Your objective -
Any picture must be dropped, but each line of the data should be duplicated exactly.

Stored data entries:

-- Opening Marker --

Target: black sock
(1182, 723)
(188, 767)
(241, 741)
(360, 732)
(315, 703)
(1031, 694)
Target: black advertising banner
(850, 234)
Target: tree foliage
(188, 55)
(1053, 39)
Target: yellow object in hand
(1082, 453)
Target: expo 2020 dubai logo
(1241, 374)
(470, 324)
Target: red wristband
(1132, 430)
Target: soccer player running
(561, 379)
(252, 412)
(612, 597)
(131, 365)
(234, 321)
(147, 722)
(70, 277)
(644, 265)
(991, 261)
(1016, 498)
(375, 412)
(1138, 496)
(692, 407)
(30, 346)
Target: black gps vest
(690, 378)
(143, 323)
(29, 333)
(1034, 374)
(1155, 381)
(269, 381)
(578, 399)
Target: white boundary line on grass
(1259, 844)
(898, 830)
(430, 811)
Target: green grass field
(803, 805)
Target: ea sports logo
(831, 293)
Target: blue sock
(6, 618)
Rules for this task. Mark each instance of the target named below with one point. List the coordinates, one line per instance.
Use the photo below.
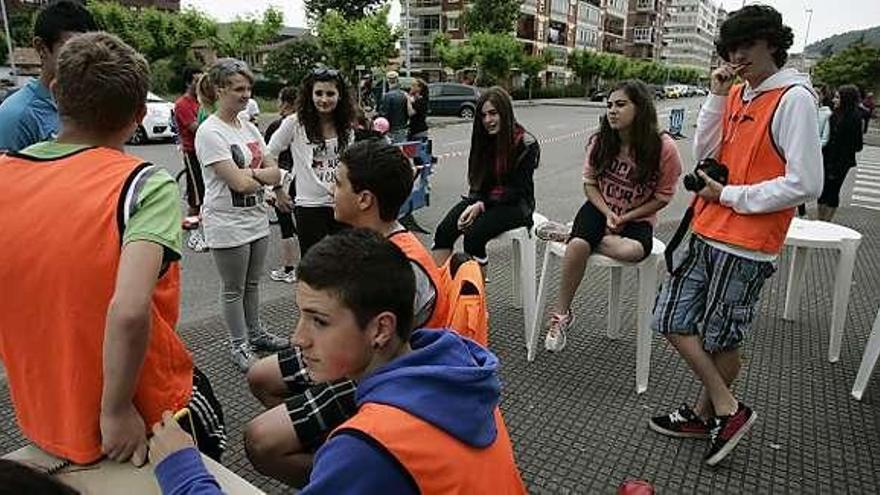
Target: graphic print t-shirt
(229, 218)
(314, 164)
(622, 191)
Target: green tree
(156, 34)
(456, 56)
(21, 26)
(246, 35)
(291, 62)
(857, 64)
(348, 9)
(492, 16)
(532, 65)
(368, 40)
(586, 65)
(495, 55)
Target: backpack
(468, 311)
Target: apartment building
(644, 29)
(626, 27)
(588, 34)
(690, 33)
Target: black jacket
(518, 182)
(844, 142)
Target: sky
(829, 16)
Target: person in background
(30, 115)
(417, 107)
(321, 128)
(869, 105)
(284, 191)
(236, 169)
(186, 115)
(501, 196)
(839, 155)
(394, 108)
(630, 174)
(823, 122)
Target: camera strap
(680, 232)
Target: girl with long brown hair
(630, 173)
(501, 195)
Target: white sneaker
(556, 333)
(280, 275)
(196, 241)
(243, 356)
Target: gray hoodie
(795, 133)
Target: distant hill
(838, 42)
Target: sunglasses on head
(324, 72)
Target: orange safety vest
(438, 462)
(415, 251)
(61, 238)
(468, 312)
(752, 156)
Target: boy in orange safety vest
(87, 320)
(372, 182)
(765, 132)
(427, 416)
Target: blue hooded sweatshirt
(448, 381)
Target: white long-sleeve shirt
(794, 132)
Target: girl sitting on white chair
(630, 173)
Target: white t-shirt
(314, 164)
(230, 219)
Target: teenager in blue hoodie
(427, 420)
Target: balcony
(646, 5)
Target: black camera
(716, 171)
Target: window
(642, 34)
(452, 23)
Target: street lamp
(408, 39)
(8, 37)
(806, 38)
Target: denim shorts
(711, 293)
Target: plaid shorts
(207, 418)
(711, 293)
(315, 409)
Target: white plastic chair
(523, 266)
(804, 235)
(647, 293)
(869, 360)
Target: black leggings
(831, 190)
(493, 222)
(313, 224)
(590, 224)
(195, 184)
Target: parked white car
(158, 123)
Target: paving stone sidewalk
(578, 426)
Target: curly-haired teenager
(321, 128)
(765, 131)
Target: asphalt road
(562, 131)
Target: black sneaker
(726, 431)
(681, 423)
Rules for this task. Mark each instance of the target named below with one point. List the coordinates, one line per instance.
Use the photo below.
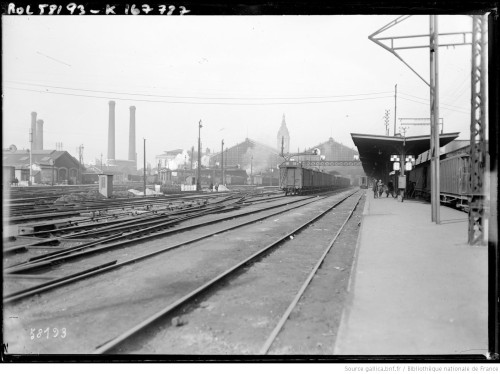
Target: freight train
(295, 179)
(454, 176)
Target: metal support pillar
(144, 167)
(198, 171)
(395, 106)
(31, 159)
(477, 215)
(222, 163)
(434, 95)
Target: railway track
(199, 295)
(69, 291)
(121, 240)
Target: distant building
(248, 155)
(283, 138)
(335, 151)
(49, 166)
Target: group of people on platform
(379, 188)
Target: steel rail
(272, 337)
(55, 284)
(107, 346)
(42, 259)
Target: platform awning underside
(375, 150)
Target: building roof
(248, 143)
(283, 130)
(375, 150)
(173, 152)
(21, 158)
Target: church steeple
(285, 135)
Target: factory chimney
(111, 131)
(33, 130)
(39, 135)
(131, 141)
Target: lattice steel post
(477, 214)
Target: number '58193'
(48, 333)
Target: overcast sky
(237, 74)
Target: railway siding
(99, 308)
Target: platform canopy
(375, 150)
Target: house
(48, 166)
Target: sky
(237, 74)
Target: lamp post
(51, 162)
(222, 163)
(31, 160)
(144, 167)
(198, 184)
(251, 169)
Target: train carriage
(295, 179)
(454, 177)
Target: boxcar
(295, 179)
(454, 177)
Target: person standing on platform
(391, 188)
(380, 187)
(375, 188)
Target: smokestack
(131, 139)
(39, 134)
(111, 131)
(33, 130)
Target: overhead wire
(196, 97)
(193, 102)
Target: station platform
(416, 288)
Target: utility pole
(144, 167)
(434, 94)
(251, 169)
(395, 107)
(80, 160)
(386, 117)
(192, 155)
(198, 184)
(222, 162)
(433, 85)
(478, 215)
(31, 159)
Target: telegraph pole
(434, 94)
(386, 117)
(31, 159)
(433, 85)
(478, 217)
(198, 184)
(192, 155)
(222, 162)
(395, 107)
(144, 167)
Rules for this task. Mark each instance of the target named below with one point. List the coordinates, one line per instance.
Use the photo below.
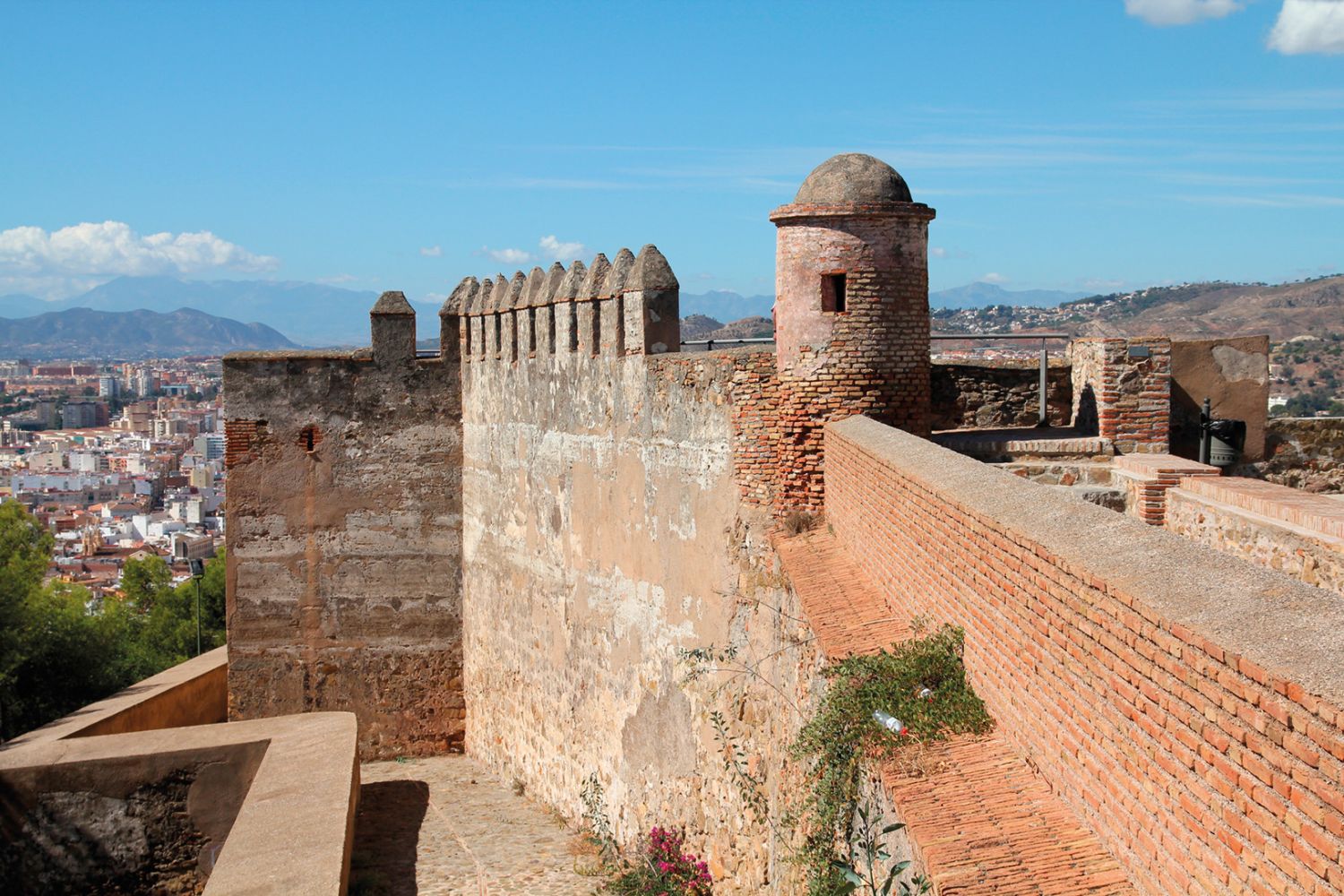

-- Closing Marker --

Your response -
Target: black sock
(1182, 723)
(188, 767)
(241, 741)
(360, 732)
(315, 703)
(1031, 694)
Target: black advertising banner
(850, 234)
Target: tree foliage
(188, 55)
(1053, 39)
Target: yellow object in hand
(1082, 453)
Target: expo 2020 dubai logo
(1241, 374)
(470, 324)
Target: red wristband
(1132, 430)
Target: soccer player running
(561, 379)
(252, 412)
(612, 597)
(131, 365)
(234, 321)
(147, 722)
(70, 277)
(644, 265)
(991, 261)
(1016, 498)
(375, 412)
(1138, 496)
(692, 407)
(30, 346)
Target: black gps vest
(690, 378)
(143, 323)
(29, 333)
(1034, 374)
(1155, 381)
(269, 381)
(578, 399)
Target: white boundary line on grass
(1259, 844)
(898, 830)
(430, 811)
Target: green grass field
(803, 805)
Target: ea sports logo
(831, 293)
Target: blue sock
(6, 618)
Rules for this task. Mark each instance of the target named below with one point. List the coordinates, one line per instance.
Use the photo below.
Target: graphic print t-shirt
(229, 218)
(314, 164)
(622, 191)
Target: green tree
(156, 34)
(456, 56)
(21, 26)
(246, 35)
(291, 62)
(857, 64)
(348, 9)
(492, 16)
(532, 65)
(368, 40)
(586, 65)
(495, 55)
Target: backpack
(468, 311)
Target: apartment building
(644, 29)
(626, 27)
(588, 34)
(690, 33)
Target: black jacket
(518, 182)
(844, 142)
Target: sky
(829, 16)
Target: person in background
(30, 115)
(417, 107)
(321, 128)
(869, 105)
(284, 191)
(236, 169)
(186, 115)
(501, 196)
(839, 155)
(394, 108)
(630, 174)
(823, 122)
Target: camera strap
(680, 232)
Target: girl with long brown hair
(630, 173)
(501, 195)
Target: white sneaker
(556, 333)
(280, 275)
(196, 241)
(243, 356)
Target: gray hoodie
(795, 133)
Target: distant hill
(838, 42)
Target: sunglasses on head
(324, 72)
Target: orange safety vest
(438, 462)
(415, 251)
(61, 238)
(468, 312)
(752, 156)
Target: boy in orange safety vest
(87, 320)
(372, 182)
(765, 132)
(427, 416)
Target: blue hooded sweatshirt
(448, 381)
Target: white long-sleeve shirt
(794, 132)
Target: girl sitting on white chair
(630, 173)
Target: white t-shirt
(314, 164)
(230, 219)
Target: teenager in blue hoodie
(427, 420)
Target: balcony
(646, 5)
Target: black camera
(716, 171)
Target: window
(642, 34)
(452, 23)
Target: street lamp
(408, 39)
(8, 37)
(806, 38)
Target: denim shorts
(711, 293)
Target: plaid shorts
(207, 418)
(711, 293)
(315, 409)
Target: white plastic chair
(523, 266)
(804, 235)
(647, 293)
(869, 360)
Target: black leggings
(831, 190)
(493, 222)
(313, 224)
(590, 224)
(195, 184)
Target: parked white car
(158, 123)
Target: paving stone sidewalk
(578, 426)
Target: curly-haired teenager
(321, 128)
(765, 131)
Target: asphalt road
(562, 131)
Target: black sneaker
(726, 431)
(681, 423)
Rules for this task. Mark each instance of the target named below with one point. List the coordinates, one line per instance.
Use the photo below.
Target: freight train
(295, 179)
(454, 176)
Target: metal support pillar
(144, 167)
(198, 171)
(395, 106)
(31, 159)
(477, 215)
(222, 163)
(434, 95)
Target: railway track
(199, 295)
(69, 291)
(121, 240)
Target: distant building
(248, 155)
(283, 138)
(335, 151)
(49, 166)
Target: group of people on platform
(379, 188)
Target: steel rail
(272, 337)
(55, 284)
(107, 346)
(42, 259)
Target: platform awning underside
(375, 150)
Target: building roof
(248, 143)
(283, 130)
(375, 150)
(173, 152)
(21, 158)
Target: church steeple
(285, 135)
Target: factory chimney
(111, 131)
(33, 130)
(39, 135)
(131, 141)
Target: lattice steel post
(477, 214)
Target: number '58193'
(48, 333)
Target: overcast sky
(237, 74)
Target: railway siding
(99, 308)
Target: platform canopy
(375, 150)
Target: house
(48, 166)
Target: sky
(237, 74)
Target: lamp post
(51, 162)
(222, 163)
(31, 160)
(144, 167)
(198, 184)
(251, 169)
Target: train carriage
(295, 179)
(454, 177)
Target: boxcar
(295, 179)
(454, 177)
Target: person standing on platform
(391, 188)
(380, 187)
(375, 188)
Target: smokestack
(131, 139)
(39, 134)
(111, 131)
(33, 130)
Target: overhead wire
(196, 97)
(193, 102)
Target: station platform
(416, 288)
Target: utility pole
(144, 167)
(434, 94)
(251, 169)
(395, 107)
(80, 160)
(386, 117)
(192, 155)
(198, 184)
(222, 162)
(433, 85)
(478, 215)
(31, 159)
Target: telegraph pole
(434, 94)
(386, 117)
(31, 159)
(433, 85)
(478, 217)
(198, 184)
(192, 155)
(222, 162)
(395, 107)
(144, 167)
Rules for this task. Mark each instance of the target named below with one point. List the coordinates, one line per instance.
Use the photo below.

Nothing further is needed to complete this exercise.